SELECTED PASSAGE —
From Casetext: Smarter Legal Research

Roger of Family Forrest v. Steven Banks

UNITED STATES DISTRICT COURT SOUTHERN DISTRICT OF NEW YORK
Aug 30, 2019
18-CV-10866 (CM) (S.D.N.Y. Aug. 30, 2019)

Opinion

18-CV-10866 (CM)

08-30-2019

ROGER OF THE FAMILY FORREST, Plaintiff, v. 45 C.F.R.§ 75.2 IV-D CONTRACTOR STEVE BANKS; 31 U.S.C. § 6305; 42 U.S.C. § 654(3) CHILD SUPPORT ENFORCEMENT FRANCHISE; 45 CFR § 75.2 NEW YORK COUNTY; 45 C.F.R. § 75.2 IV-D CONTRACTOR FAMILY COURT OF NEW YORK COUNTY; 45 C.F.R. § 75.2 IV-D CONTRACTOR VANESSA EVANS; 45 C.F.R. § 75.2 IV-D CONTRACTOR JOSEPH FUCITO; 45 C.F.R. 75.2 IV-D CONTRACTOR, GEORGE CAFASSO, Defendants.


ORDER OF DISMISSAL :

Plaintiff, of Decatur, Georgia, brings this pro se action under 42 U.S.C. § 1983. He sues (1) Steven Banks, Commissioner of the New York City Department of Social Services and the New York City Human Resources Administration, (2) "Child Support Enforcement Franchise," (3) New York County, (4) the New York Family Court, New York County, (4) Vanessa Evans, a Support Magistrate of the New York Family Court, New York County, (5) Joseph Fucito, the Sheriff of the City of New York, and (6) George Cafasso, the current or former First Deputy Clerk of the New York Family Court, New York County. For the reasons discussed below, the Court dismisses this action.

Plaintiff has paid the relevant fees to bring this action.

The Court understands Plaintiff's claims against New York County to be brought against the City of New York.

PROVIDED DATA —

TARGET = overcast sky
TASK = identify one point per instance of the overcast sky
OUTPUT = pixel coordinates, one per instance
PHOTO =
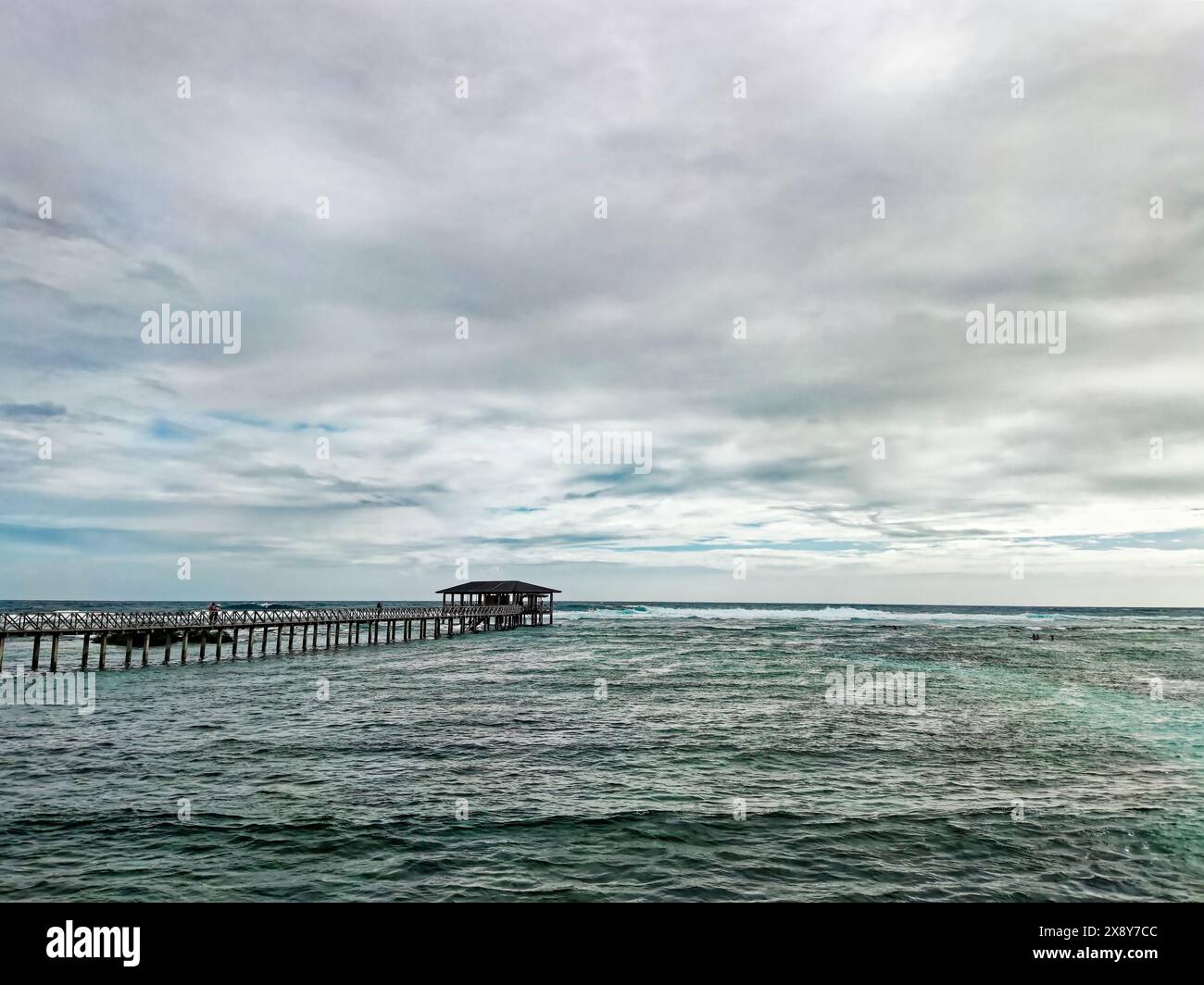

WHAT TO WORK ON —
**A)** Answer these questions using the court order, one answer per line:
(i) Where is the plaintiff from?
(ii) Under what statute does the plaintiff bring the action?
(iii) Against which entity does the Court treat the claims against New York County as brought?
**B)** Turn the paragraph of the court order that begins "Plaintiff, of Decatur, Georgia" into a brief list that keeps its main facts.
The lines above come from a different source than the court order.

TASK-BY-TASK SOLUTIONS —
**A)**
(i) Decatur, Georgia
(ii) 42 U.S.C. § 1983
(iii) The City of New York

**B)**
- Plaintiff: from Decatur, Georgia, proceeding pro se under 42 U.S.C. § 1983
- Defendants:
  - Steven Banks, Commissioner of the New York City Department of Social Services and the New York City Human Resources Administration
  - "Child Support Enforcement Franchise"
  - New York County
  - the New York Family Court, New York County
  - Vanessa Evans, a Support Magistrate of the New York Family Court, New York County
  - Joseph Fucito, Sheriff of the City of New York
  - George Cafasso, current or former First Deputy Clerk of the New York Family Court, New York County
- Outcome: the Court dismisses the action